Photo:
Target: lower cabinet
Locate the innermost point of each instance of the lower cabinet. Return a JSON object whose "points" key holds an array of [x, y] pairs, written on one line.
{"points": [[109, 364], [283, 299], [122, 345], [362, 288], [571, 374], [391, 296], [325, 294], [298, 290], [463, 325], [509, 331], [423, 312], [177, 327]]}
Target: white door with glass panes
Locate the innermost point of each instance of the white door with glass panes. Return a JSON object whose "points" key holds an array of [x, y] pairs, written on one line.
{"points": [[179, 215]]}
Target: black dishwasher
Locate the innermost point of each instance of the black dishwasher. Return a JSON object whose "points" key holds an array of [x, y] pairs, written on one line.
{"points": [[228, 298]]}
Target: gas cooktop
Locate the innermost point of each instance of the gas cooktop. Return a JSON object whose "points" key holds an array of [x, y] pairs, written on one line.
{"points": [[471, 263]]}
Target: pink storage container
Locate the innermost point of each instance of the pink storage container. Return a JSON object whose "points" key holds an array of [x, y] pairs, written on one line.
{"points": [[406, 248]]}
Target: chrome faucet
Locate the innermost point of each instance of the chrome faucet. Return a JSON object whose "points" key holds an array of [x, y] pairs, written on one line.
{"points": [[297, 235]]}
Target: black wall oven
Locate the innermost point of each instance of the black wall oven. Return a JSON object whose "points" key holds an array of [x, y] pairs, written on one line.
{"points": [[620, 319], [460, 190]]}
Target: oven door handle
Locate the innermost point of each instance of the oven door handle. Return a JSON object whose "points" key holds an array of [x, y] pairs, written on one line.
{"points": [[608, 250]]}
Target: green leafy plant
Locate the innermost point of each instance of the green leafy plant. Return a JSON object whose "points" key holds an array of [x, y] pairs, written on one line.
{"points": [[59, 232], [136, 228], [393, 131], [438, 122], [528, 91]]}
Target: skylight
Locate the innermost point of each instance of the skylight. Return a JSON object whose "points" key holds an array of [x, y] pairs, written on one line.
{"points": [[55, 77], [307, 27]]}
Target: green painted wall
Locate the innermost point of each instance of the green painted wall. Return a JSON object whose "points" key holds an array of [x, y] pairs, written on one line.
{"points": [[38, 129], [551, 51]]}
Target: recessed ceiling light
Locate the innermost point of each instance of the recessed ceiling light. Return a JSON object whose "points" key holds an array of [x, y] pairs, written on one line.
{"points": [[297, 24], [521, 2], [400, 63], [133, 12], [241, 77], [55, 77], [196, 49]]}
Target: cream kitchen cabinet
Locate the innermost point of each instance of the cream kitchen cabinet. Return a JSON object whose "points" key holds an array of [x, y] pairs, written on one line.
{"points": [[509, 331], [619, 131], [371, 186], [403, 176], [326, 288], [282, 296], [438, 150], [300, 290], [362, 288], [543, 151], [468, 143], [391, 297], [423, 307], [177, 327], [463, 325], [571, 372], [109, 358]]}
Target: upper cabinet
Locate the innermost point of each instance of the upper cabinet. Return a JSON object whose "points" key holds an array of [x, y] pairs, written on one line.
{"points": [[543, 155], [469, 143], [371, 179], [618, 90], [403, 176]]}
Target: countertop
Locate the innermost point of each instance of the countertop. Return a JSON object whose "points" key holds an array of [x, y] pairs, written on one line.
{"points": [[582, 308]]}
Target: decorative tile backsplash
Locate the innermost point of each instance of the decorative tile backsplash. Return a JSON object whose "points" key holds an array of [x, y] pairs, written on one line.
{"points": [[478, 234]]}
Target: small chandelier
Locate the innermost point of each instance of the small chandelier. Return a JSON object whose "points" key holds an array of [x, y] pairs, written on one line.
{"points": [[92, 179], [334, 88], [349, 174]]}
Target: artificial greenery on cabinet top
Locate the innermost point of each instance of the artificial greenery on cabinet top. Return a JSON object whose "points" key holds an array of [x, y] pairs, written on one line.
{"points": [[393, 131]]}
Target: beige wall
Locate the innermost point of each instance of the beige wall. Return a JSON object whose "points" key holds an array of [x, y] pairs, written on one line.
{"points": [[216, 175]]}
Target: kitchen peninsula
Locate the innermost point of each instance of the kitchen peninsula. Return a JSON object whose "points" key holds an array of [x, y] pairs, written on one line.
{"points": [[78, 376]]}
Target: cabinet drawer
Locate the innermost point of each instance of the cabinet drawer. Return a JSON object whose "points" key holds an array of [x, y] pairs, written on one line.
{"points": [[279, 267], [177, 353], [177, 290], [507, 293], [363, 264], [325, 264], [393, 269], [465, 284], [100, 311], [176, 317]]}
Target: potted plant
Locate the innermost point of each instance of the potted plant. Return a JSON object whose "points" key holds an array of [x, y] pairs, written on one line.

• • •

## What is being asked:
Convert the material above into a JSON array of strings, one string per line, omitting blank lines.

## Solution below:
[
  "Photo:",
  "Target: lower cabinet",
  "Locate the innermost point of each instance of the lower cabinet. Return a JSON object whose \"points\" key holds an array of [x, y] pairs, written on one line.",
  "{\"points\": [[109, 364], [283, 299], [122, 345], [362, 288], [571, 374], [391, 296], [325, 294], [298, 290], [463, 325], [509, 331], [423, 312], [177, 327]]}",
  "Target: white door with glass panes",
  "Locate the innermost point of each instance of the white door with glass panes. Return a JSON object whose \"points\" key holds an array of [x, y] pairs, written on one line.",
  "{\"points\": [[179, 215]]}",
  "Target: black dishwasher",
  "Locate the innermost point of each instance of the black dishwasher. Return a JSON object whose \"points\" key holds an array of [x, y] pairs, written on one line.",
  "{\"points\": [[228, 298]]}",
  "Target: gas cooktop",
  "Locate the innermost point of each instance of the gas cooktop. Return a JSON object whose \"points\" key holds an array of [x, y] pairs, written on one line.",
  "{\"points\": [[471, 263]]}",
  "Target: pink storage container",
  "Locate the innermost point of each instance of the pink storage container. Return a JSON object whose \"points\" key holds an array of [x, y] pairs, written on one line.",
  "{\"points\": [[406, 248]]}",
  "Target: chrome faucet",
  "Locate the innermost point of each instance of the chrome faucet. Return a JSON object whose \"points\" key holds an array of [x, y] pairs, written on one line.",
  "{\"points\": [[297, 235]]}",
  "Target: black wall oven",
  "Locate the innermost point of each instance of the black wall oven. Return a JSON object whose \"points\" key holds an array of [x, y] pairs, written on one line.",
  "{\"points\": [[620, 319], [460, 190]]}",
  "Target: oven door handle",
  "Locate the innermost point of each instance of the oven door handle. Return a JSON object whose \"points\" key holds an array of [x, y] pairs, written on one line.",
  "{\"points\": [[608, 250]]}",
  "Target: green leafy plant",
  "Locate the innermost point of each instance of the green leafy plant. Return a JSON object whose \"points\" key holds an array of [x, y] pairs, written on one line.",
  "{\"points\": [[59, 232], [136, 228], [393, 131], [438, 122], [528, 91]]}",
  "Target: skylight",
  "Locate the innermost point of each instance of the skylight. Return a JSON object whose \"points\" key holds an array of [x, y] pairs, written on one line.",
  "{\"points\": [[55, 77], [307, 27]]}",
  "Target: green painted wall",
  "Locate the innermost point of each instance of the green painted wall. Return a JSON object whose \"points\" key holds an array of [x, y] pairs, written on one line.",
  "{\"points\": [[38, 129], [551, 51]]}",
  "Target: recessed ceiling light",
  "Locate the innermost point of each instance of the recessed ceiling light. Return a JSON object whose \"points\" key holds an array of [x, y] pairs, written on one line.",
  "{\"points\": [[297, 24], [521, 2], [400, 63], [133, 12], [241, 77], [55, 77], [196, 49]]}",
  "Target: cream kitchen cabinet",
  "Locate the innermost point of each instance of the cream kitchen cabinet. Return a JSON object whose \"points\" key holds an array of [x, y] pairs, written on one line.",
  "{\"points\": [[509, 331], [619, 131], [371, 186], [403, 176], [326, 288], [282, 296], [438, 150], [300, 290], [362, 288], [543, 151], [468, 143], [391, 297], [423, 307], [177, 327], [463, 325], [571, 372], [109, 358]]}",
  "Target: upper cabinet",
  "Locate the innermost point of each instance of the upper cabinet. Return a JSON object whose \"points\" key holds an array of [x, y] pairs, written on one line.",
  "{\"points\": [[543, 155], [469, 143], [371, 179], [618, 90], [403, 176]]}",
  "Target: countertop",
  "Locate the innermost point of each instance of the countertop. Return a JSON object whose \"points\" key holds an array of [x, y] pairs, written on one line.",
  "{\"points\": [[582, 308]]}",
  "Target: decorative tile backsplash",
  "Locate the innermost point of each instance of the decorative tile backsplash. Return a JSON object whose \"points\" key holds an array of [x, y] pairs, written on one line.",
  "{\"points\": [[478, 234]]}",
  "Target: small chandelier",
  "Locate the innermost point of each instance of the small chandelier. Return a JSON object whose \"points\" key holds an array of [x, y] pairs, written on one line.",
  "{\"points\": [[92, 179], [334, 88], [349, 174]]}",
  "Target: artificial greenery on cabinet top",
  "Locate the innermost point of each instance of the artificial greenery on cabinet top. Return a JSON object whose \"points\" key holds an array of [x, y] pairs, written on one line.",
  "{\"points\": [[393, 131]]}",
  "Target: beige wall",
  "Locate the innermost point of each instance of the beige wall. Return a JSON object whose \"points\" key holds an array of [x, y] pairs, written on one line.",
  "{\"points\": [[216, 175]]}",
  "Target: kitchen peninsula",
  "Locate the innermost point of each instance of the kitchen peninsula. Return a JSON object whose \"points\" key holds an array of [x, y] pairs, written on one line.",
  "{\"points\": [[78, 376]]}",
  "Target: cabinet drawer",
  "Locate the innermost point of each instance of the cabinet drawer. Return a JSON object whose \"points\" key holds an array of [x, y] pairs, written on one line.",
  "{\"points\": [[279, 267], [177, 353], [177, 290], [507, 293], [363, 264], [325, 264], [393, 269], [465, 284], [100, 311], [176, 317]]}",
  "Target: potted plant",
  "Locate the innermost point of each instance of the potted plant. Return a JSON object whose \"points\" key holds an array of [x, y] pairs, written on one line."
]